Data extract
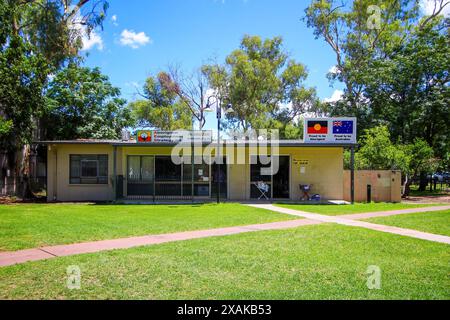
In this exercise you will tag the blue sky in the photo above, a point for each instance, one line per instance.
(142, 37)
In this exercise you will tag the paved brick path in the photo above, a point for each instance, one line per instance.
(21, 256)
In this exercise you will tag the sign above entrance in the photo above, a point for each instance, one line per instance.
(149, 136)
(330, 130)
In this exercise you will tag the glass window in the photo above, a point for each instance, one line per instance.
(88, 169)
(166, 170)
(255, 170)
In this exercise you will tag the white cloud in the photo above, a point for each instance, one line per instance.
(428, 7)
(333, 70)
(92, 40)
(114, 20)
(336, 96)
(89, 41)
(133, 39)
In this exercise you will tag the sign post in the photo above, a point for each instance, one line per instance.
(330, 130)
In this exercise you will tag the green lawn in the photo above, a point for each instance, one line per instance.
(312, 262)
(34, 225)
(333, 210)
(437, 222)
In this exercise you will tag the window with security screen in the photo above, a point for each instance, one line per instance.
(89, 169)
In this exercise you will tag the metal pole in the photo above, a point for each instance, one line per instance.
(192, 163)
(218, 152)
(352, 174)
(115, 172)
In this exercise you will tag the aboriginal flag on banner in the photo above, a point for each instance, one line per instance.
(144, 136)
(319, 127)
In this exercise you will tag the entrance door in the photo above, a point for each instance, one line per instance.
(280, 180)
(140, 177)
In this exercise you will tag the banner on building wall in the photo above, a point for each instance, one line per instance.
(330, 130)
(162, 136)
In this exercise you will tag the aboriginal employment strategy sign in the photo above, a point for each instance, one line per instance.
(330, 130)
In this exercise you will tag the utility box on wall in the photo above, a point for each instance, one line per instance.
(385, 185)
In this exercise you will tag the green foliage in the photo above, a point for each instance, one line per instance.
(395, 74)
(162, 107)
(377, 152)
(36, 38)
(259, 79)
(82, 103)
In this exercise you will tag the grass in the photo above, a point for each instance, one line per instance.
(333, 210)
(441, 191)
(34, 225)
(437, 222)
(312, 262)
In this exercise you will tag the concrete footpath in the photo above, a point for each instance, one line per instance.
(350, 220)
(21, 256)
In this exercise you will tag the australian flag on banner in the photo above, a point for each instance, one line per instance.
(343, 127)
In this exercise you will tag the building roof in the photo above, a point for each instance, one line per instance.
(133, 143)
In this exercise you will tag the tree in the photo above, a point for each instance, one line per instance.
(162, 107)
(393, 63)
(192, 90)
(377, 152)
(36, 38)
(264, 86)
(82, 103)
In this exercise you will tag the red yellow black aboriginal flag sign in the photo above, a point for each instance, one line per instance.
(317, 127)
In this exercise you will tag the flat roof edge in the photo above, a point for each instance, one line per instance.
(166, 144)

--

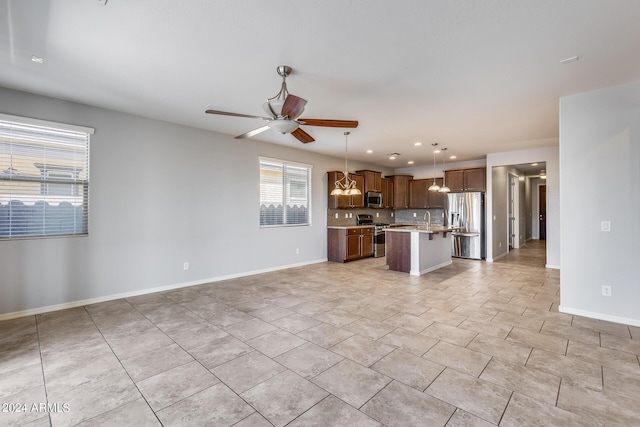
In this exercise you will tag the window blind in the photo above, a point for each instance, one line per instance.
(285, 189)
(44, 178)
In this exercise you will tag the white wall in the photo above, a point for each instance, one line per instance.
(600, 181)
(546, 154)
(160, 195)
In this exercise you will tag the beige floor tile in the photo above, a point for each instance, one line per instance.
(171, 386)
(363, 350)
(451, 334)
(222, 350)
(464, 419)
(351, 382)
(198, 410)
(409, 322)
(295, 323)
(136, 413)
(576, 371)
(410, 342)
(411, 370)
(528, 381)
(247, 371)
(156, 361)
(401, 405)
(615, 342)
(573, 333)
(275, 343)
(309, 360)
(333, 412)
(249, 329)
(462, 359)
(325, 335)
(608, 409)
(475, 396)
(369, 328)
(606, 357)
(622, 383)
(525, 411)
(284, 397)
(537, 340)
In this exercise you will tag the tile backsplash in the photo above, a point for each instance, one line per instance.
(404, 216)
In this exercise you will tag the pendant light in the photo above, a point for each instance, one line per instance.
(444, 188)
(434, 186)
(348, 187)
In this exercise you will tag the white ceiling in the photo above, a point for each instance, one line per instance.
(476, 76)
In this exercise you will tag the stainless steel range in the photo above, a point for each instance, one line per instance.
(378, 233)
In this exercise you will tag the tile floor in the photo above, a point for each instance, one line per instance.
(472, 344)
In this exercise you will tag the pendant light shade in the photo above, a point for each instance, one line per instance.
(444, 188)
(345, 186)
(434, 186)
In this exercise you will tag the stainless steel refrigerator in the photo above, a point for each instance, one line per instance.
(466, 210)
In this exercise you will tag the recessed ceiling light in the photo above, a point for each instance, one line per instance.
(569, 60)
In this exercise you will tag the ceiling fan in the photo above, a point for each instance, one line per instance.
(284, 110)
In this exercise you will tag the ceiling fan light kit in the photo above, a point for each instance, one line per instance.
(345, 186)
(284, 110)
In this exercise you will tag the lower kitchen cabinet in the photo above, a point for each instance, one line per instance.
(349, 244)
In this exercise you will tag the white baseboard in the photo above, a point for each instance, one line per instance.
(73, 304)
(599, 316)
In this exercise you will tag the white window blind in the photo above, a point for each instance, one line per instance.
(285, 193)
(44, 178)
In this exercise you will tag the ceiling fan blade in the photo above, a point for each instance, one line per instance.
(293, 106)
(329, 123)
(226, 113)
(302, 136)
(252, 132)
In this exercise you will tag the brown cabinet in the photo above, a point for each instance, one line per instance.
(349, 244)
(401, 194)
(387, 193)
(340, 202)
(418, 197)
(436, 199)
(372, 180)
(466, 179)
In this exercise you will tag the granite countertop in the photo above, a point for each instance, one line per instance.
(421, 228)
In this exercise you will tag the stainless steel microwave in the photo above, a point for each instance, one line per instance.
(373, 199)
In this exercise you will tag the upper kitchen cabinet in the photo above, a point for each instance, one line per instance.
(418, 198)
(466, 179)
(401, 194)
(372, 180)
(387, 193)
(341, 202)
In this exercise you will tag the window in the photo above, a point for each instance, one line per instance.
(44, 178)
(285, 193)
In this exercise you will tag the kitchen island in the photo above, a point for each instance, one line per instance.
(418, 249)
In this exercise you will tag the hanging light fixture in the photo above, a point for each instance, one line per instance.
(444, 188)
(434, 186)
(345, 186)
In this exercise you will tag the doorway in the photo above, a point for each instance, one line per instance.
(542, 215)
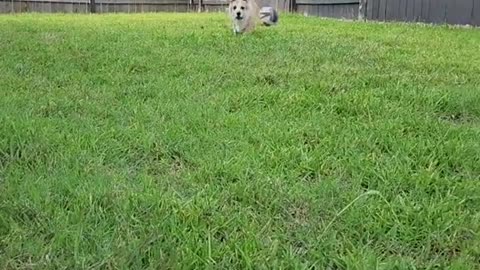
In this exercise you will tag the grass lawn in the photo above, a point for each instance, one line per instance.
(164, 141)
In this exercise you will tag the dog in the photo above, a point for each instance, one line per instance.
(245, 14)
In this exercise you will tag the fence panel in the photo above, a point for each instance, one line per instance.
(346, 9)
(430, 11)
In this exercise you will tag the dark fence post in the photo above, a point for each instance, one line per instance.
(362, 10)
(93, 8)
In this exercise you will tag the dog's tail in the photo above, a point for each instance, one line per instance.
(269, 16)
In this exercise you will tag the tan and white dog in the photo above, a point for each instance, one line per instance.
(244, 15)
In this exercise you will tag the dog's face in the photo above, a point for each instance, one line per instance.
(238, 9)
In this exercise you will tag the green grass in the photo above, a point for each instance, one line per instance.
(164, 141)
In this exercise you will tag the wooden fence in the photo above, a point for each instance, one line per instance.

...

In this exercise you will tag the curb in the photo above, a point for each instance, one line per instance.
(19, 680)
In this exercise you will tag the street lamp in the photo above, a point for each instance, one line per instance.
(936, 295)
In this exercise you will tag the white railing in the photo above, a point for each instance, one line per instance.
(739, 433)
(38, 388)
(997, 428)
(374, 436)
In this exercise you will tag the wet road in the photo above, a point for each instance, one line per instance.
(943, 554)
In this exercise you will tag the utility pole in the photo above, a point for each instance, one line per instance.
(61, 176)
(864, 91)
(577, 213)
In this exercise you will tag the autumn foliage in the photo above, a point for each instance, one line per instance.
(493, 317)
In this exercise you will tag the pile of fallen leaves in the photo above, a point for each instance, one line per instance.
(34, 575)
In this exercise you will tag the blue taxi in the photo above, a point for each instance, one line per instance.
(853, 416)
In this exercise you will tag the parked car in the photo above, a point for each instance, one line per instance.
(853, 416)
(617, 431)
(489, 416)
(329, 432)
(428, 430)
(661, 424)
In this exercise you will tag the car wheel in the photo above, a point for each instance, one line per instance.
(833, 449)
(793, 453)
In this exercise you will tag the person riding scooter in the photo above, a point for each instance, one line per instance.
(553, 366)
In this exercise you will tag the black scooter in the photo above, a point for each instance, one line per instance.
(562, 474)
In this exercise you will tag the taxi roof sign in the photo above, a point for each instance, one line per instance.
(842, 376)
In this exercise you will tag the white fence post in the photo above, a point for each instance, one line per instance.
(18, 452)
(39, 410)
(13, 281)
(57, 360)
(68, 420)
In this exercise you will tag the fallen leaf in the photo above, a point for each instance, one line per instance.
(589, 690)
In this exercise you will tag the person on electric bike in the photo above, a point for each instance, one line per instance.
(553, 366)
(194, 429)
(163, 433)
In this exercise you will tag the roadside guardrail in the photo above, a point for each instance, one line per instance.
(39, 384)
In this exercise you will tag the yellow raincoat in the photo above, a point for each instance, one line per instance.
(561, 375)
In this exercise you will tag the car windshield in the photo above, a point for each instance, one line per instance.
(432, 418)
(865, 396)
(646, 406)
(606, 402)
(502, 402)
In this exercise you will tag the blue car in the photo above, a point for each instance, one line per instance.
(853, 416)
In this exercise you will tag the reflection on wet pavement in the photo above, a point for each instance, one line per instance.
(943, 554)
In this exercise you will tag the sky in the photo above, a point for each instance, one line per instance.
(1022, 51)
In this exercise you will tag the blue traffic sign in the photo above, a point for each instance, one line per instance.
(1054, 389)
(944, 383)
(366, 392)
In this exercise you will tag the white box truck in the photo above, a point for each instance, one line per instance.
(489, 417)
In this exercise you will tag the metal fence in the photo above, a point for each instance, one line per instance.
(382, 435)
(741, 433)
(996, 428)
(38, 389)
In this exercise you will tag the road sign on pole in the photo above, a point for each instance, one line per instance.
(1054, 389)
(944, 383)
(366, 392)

Task to complete
Collect every line of the records above that contains the word "black", and copy each one unchanged.

Result of the task
In this exercise you will tag the red yellow black aboriginal flag sign in the photo above, a point for each instance, one line per instance.
In this exercise you will tag the black scooter in the photo above, a point for each instance, one line per instance.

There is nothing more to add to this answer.